SHORT PROBLEM:
Reproduce all entries precisely, down to the last character.

RECORDS FOR THE EXERCISE:
_ _ _ _

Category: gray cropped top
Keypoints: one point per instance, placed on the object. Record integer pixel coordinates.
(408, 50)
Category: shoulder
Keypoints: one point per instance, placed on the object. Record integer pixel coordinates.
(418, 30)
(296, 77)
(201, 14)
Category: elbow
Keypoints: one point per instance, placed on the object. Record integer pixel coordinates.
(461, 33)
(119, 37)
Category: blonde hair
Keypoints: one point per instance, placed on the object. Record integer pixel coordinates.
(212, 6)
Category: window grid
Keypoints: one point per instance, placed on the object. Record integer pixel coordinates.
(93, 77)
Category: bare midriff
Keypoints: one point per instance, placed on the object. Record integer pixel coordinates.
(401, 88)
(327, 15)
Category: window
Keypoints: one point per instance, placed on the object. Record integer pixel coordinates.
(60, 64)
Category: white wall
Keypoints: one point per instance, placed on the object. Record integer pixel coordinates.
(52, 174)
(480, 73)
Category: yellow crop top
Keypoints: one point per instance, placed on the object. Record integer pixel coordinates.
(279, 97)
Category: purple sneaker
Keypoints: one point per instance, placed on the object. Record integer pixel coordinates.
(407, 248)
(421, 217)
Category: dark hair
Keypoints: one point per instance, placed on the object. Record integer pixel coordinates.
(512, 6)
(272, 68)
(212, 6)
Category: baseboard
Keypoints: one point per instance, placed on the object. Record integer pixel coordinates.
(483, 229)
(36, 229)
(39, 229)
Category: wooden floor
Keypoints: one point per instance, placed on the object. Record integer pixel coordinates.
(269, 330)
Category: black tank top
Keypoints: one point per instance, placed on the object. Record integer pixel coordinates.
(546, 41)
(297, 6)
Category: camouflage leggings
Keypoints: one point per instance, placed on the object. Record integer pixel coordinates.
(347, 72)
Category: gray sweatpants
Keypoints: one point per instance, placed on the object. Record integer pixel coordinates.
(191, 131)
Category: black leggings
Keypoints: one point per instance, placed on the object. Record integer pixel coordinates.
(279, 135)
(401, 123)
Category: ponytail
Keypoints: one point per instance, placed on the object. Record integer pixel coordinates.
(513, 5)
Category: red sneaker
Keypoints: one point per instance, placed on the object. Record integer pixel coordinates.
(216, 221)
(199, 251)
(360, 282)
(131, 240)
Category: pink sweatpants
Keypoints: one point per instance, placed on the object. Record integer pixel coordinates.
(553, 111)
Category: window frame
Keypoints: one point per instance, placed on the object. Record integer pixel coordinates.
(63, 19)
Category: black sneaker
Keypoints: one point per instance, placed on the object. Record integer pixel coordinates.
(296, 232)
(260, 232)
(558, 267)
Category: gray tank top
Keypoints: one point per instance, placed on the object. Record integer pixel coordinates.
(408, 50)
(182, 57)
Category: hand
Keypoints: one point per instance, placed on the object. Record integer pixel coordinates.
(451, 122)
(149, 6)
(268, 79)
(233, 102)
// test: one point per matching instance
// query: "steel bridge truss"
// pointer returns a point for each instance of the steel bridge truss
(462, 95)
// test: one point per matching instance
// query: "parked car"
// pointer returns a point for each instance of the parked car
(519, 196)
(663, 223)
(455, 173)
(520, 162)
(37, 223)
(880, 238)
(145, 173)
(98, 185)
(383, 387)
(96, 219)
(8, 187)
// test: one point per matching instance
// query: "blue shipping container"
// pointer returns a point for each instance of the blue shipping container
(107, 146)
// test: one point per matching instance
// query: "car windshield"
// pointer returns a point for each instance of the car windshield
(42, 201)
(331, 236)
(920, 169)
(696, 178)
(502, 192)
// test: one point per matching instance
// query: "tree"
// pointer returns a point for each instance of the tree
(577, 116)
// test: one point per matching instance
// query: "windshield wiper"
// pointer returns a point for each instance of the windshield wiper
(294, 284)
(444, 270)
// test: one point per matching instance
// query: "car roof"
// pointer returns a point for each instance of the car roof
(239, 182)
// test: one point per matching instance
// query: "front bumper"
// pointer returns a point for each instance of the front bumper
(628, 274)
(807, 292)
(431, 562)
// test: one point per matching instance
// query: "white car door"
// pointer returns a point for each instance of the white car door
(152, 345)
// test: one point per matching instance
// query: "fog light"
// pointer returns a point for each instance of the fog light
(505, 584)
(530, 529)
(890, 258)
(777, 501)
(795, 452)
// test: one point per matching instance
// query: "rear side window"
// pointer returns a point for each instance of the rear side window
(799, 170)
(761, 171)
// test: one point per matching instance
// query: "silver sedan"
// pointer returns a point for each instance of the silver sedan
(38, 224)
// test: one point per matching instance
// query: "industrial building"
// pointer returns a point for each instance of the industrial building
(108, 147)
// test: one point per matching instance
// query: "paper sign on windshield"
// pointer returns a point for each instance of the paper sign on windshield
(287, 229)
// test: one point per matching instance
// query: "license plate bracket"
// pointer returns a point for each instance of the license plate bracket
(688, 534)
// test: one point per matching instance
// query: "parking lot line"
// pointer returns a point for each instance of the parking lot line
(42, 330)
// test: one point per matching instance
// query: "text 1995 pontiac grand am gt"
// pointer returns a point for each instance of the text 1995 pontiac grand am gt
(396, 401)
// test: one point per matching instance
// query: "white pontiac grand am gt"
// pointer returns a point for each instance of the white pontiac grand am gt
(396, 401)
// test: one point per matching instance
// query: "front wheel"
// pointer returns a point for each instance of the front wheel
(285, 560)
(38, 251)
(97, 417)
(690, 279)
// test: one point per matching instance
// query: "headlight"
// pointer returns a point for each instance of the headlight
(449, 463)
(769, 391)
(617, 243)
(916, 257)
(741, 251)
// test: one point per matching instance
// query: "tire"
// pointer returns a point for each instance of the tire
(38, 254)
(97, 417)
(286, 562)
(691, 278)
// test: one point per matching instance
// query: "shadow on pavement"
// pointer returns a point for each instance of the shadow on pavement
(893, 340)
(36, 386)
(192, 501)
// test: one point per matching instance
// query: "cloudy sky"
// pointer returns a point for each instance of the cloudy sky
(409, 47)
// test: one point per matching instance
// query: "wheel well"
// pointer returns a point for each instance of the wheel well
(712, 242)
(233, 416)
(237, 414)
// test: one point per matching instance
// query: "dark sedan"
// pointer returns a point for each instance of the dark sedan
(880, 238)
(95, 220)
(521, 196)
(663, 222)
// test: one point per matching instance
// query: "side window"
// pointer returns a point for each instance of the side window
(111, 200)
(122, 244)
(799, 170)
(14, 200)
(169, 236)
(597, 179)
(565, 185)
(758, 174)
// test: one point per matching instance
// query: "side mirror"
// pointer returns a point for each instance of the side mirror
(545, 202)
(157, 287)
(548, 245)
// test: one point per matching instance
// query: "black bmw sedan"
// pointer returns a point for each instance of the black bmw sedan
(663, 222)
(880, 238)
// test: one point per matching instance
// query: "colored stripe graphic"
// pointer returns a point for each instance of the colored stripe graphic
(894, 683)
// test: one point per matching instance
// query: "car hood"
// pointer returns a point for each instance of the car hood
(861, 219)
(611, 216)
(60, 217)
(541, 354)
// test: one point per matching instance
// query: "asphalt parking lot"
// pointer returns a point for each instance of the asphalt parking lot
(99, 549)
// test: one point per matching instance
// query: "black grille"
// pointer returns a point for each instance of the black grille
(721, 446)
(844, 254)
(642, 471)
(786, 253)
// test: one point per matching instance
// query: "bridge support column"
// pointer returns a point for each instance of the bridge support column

_ _ _ _

EXPECTED ANSWER:
Category: gray cropped top
Keypoints: one point per instance, placed on the object. Record integer pixel coordinates.
(408, 50)
Category: shoulder
Keypoints: one point per instance, placed on the object. Record integer pixel coordinates.
(418, 30)
(296, 77)
(201, 14)
Category: elbow
Keypoints: one point per instance, placed on the object. Record integer pixel coordinates.
(461, 33)
(119, 37)
Category: blonde hair
Keypoints: one point per instance, placed on the object. Record integer pixel coordinates.
(212, 6)
Category: window grid
Keypoints: one point per instance, placed on the object. Record integer pixel coordinates.
(93, 77)
Category: bare midriff
Keypoints: one point per instance, placed on the object. Record integer pixel coordinates.
(401, 88)
(327, 15)
Category: window
Keypoints: one point per instance, placed on the object. Record integer pixel coordinates.
(60, 64)
Category: white wall
Keypoints: one point per instance, placed on the object. Record integer pixel coordinates.
(52, 174)
(480, 73)
Category: yellow crop top
Keypoints: one point per instance, placed on the object. Record integer pixel coordinates.
(279, 97)
Category: purple sneaker
Keypoints: one point per instance, placed on the object. Record integer pixel coordinates.
(407, 248)
(421, 217)
Category: dark hair
Keypoints: one point per instance, placed on the object. Record integer pixel coordinates.
(512, 6)
(272, 68)
(212, 6)
Category: baseboard
Keypoints: one point per instance, placed on the object. Record integer pixel coordinates.
(483, 229)
(36, 229)
(39, 229)
Category: wooden floor
Keypoints: one point per instance, placed on the object. Record integer pixel coordinates.
(269, 330)
Category: black tank top
Keypoints: one point per instance, placed on the object. Record integer pixel coordinates.
(546, 41)
(297, 6)
Category: camouflage leggings
Keypoints: one point per instance, placed on the object. Record integer pixel coordinates.
(347, 72)
Category: gray sweatpants
Keypoints: one point per instance, placed on the object. Record integer pixel coordinates.
(191, 131)
Category: black leggings
Keypoints: one point per instance, placed on the object. Record integer pixel coordinates.
(279, 135)
(401, 123)
Category: ponytail
Keypoints: one point per instance, placed on the object. Record integer pixel coordinates.
(513, 5)
Category: red sneaker
Keypoints: one point per instance, placed on the object. Record integer pixel coordinates.
(216, 221)
(199, 251)
(360, 282)
(131, 240)
Category: pink sweatpants
Keypoints: one point per instance, placed on the object. Record integer pixel coordinates.
(553, 111)
Category: window frame
Keypoints: one point per instance, placed on the object. Record integer pixel coordinates.
(63, 19)
Category: black sneaker
Keypoints: one point per instance, placed on the object. Record integer pixel coordinates.
(296, 232)
(260, 232)
(558, 267)
Category: gray tank top
Keypoints: one point per instance, placed on the object. Record integer pixel coordinates.
(408, 50)
(182, 57)
Category: hand
Keypoints: one point per instance, placed on the object. Record integer pixel coordinates.
(451, 122)
(149, 6)
(268, 79)
(233, 102)
// test: one point per matching instance
// query: "steel bridge truss"
// pointer returns a point for each instance of the steel bridge truss
(462, 95)
// test: one point per matching instance
// query: "parked car"
// pointer returns a point for each instance of the parked car
(519, 196)
(663, 223)
(455, 173)
(520, 162)
(37, 223)
(880, 238)
(145, 173)
(98, 185)
(383, 387)
(96, 219)
(8, 187)
// test: one point per matching instance
// query: "blue shipping container"
// pointer returns a point for each instance of the blue shipping container
(107, 146)
// test: one point per matching instance
// query: "car windshield"
// pointer returns a point for each instance of the car windshield
(42, 201)
(331, 236)
(920, 169)
(696, 178)
(502, 192)
// test: one point per matching instance
// query: "tree"
// pointer returns a point for each instance of the tree
(577, 116)
// test: one point per matching instance
// query: "windshield wiper"
// pointer returns a point for each instance of the windshield wiper
(294, 284)
(444, 270)
// test: one point per matching instance
// query: "car roof"
// pointer returns a point for each instance of the car roof
(239, 182)
// test: one point per matching instance
// query: "front bumper"
// pointer returns a point for each instance of the front bumper
(628, 274)
(807, 292)
(431, 562)
// test: one point per matching instance
// query: "white car door"
// pointer returns a point for each instance of the white car door
(152, 345)
// test: one point per matching instance
// query: "fog light"
// pointer returns a point for each instance of the fog light
(505, 584)
(530, 529)
(890, 258)
(777, 501)
(795, 452)
// test: one point per matching instance
// query: "rear side window"
// pointer returns a point for each instance of the rear side window
(799, 170)
(761, 171)
// test: one point per matching instance
// query: "silver sedan"
// pointer returns a point for each instance of the silver sedan
(38, 224)
// test: one point per matching instance
// query: "industrial building"
// pointer returns a point for each instance of the industrial building
(108, 147)
// test: one point per matching instance
// query: "paper sign on windshield"
// pointer returns a point for each instance of the paper sign on windshield
(287, 229)
// test: one point per matching instance
// query: "license plate bracket"
// pointer returns a point for each instance of the license plate bracket
(688, 534)
// test: one point per matching instance
// query: "parking lot line"
// pointer returns a point for each instance of the parking lot line
(42, 330)
// test: one point per matching instance
// query: "text 1995 pontiac grand am gt"
// pointer returns a point for each instance of the text 1995 pontiac grand am gt
(396, 401)
// test: one point per matching instance
// query: "white pontiac grand am gt"
// pointer returns a point for each instance of the white pontiac grand am gt
(396, 401)
// test: one point per matching instance
// query: "front wheel"
// pointer returns a point for each instance of the front wheel
(285, 560)
(38, 251)
(97, 417)
(690, 279)
// test: one point per matching instance
// query: "headlight"
// pointer returns a point for each instance of the headlight
(449, 463)
(769, 391)
(617, 243)
(916, 257)
(741, 251)
// test: one point per matching instance
// query: "tire"
// pointer returns a point for each instance of the tire
(38, 254)
(97, 417)
(286, 562)
(691, 278)
// test: one point per matching instance
// query: "shadow on pavement"
// pointer returns a point for each instance of the shadow on pavement
(893, 340)
(36, 386)
(192, 501)
// test: one point per matching instance
// query: "cloudy sky"
// pointer returns a point for each instance of the cloudy sky
(409, 47)
// test: one point per matching instance
// query: "wheel well"
// pointer returns a point for each instance of the wheel well
(712, 242)
(233, 416)
(237, 414)
// test: one point per matching instance
// query: "dark sedan"
// pointer returns a point for each instance of the dark sedan
(880, 238)
(95, 220)
(521, 196)
(663, 222)
// test: one point per matching instance
// query: "side window"
// pointer returns a point for each instance of the side window
(111, 200)
(122, 244)
(799, 170)
(14, 200)
(169, 236)
(597, 179)
(565, 185)
(758, 174)
// test: one point per matching instance
// query: "side mirror"
// pointer returns a point for each instance of the side mirror
(545, 202)
(157, 287)
(548, 245)
// test: one point per matching instance
// query: "black bmw sedan"
// pointer returns a point for each instance of the black bmw sedan
(663, 222)
(880, 238)
// test: one point per matching instance
// query: "colored stripe graphic"
// pointer returns a point for each instance of the colored stripe graphic
(894, 683)
// test: one point per matching instance
// query: "car hood"
// pointer returns a point for each instance of the car hood
(861, 219)
(611, 216)
(60, 217)
(541, 354)
// test: one point per matching instance
// query: "asphalt parking lot"
// pointer returns a point for each instance of the asphalt parking lot
(99, 549)
// test: one point per matching instance
// query: "black grille"
// pointer returns a point for each instance of the black grille
(721, 446)
(844, 254)
(642, 471)
(786, 253)
// test: one point per matching instance
// query: "bridge support column"
// pointer returns a point for each instance of the bridge support column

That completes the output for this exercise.